• **GIVEN PROBLEM**
Reproduce every line of the records below verbatim, omitting the picture.
"""
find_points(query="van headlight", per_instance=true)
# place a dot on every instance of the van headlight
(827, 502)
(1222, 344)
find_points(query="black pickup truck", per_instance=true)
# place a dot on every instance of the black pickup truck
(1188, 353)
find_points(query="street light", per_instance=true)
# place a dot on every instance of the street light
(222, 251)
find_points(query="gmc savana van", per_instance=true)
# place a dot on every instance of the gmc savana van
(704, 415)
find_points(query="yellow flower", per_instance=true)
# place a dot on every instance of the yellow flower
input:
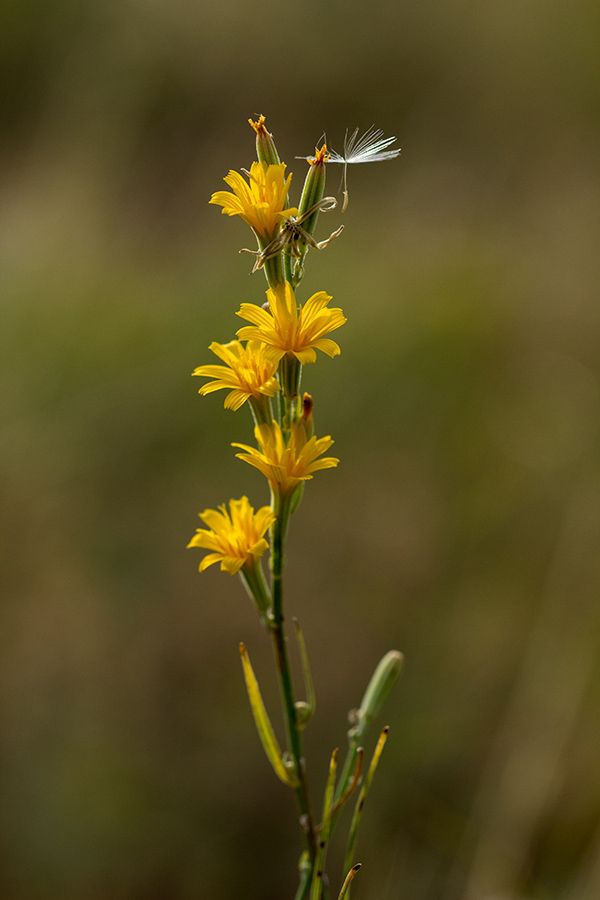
(287, 329)
(235, 537)
(287, 465)
(261, 201)
(247, 373)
"""
• **ANSWER TO THIS TASK**
find_points(query="van headlight", per_instance=true)
# place a dot on every instance of the van headlight
(827, 502)
(1222, 344)
find_points(query="black pickup truck", per_instance=true)
# place a dot on every instance of the black pickup truck
(1188, 353)
find_points(query="street light", per_instance=true)
# place a dot on every instance of the street light
(222, 251)
find_points(query="gmc savana van", per_instance=true)
# place a dot on every instance of the gmc savana van
(704, 415)
find_points(query="yellow flower", per_instance=true)
# place a dot on every instance of the yellow flower
input:
(287, 329)
(235, 537)
(287, 465)
(261, 201)
(247, 373)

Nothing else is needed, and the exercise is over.